__Source material__

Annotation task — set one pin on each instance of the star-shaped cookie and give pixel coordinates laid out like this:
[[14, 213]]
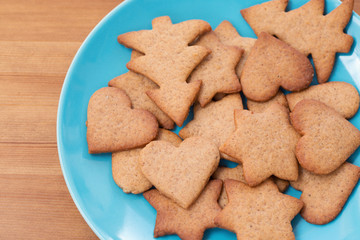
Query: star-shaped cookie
[[306, 29], [168, 61], [237, 174], [258, 213], [264, 143], [188, 224], [217, 71]]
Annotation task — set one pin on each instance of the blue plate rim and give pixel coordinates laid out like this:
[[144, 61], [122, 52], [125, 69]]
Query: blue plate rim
[[61, 110], [62, 100]]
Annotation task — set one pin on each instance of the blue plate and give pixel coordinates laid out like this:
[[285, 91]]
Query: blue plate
[[113, 214]]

__Work to do__
Rescale all of the lines above by writing them out again, requests included. Multiply every pin coordinate in the answers by 2 and round to whole numbers, with halves going up, but leave the sample coordinates in the requests unchanged and omit the pictures.

__Exercise response__
Annotation task — set one pin on each instance of the star-shaped cookie and give pixel coordinates laid out like this:
[[14, 213]]
Query: star-shaped cookie
[[612, 58], [336, 122], [474, 348], [516, 426], [528, 286], [376, 448], [434, 142]]
Annotation task — set one pin on each instance of the blue plate rim and give pixel coordinates laid out like this:
[[144, 61], [122, 52], [125, 69]]
Query: blue plate rim
[[122, 220], [124, 200]]
Annotation task — set one pin on each instance of the blue plate and give pixel coordinates laid out like this:
[[285, 91]]
Query: blue plate
[[226, 428]]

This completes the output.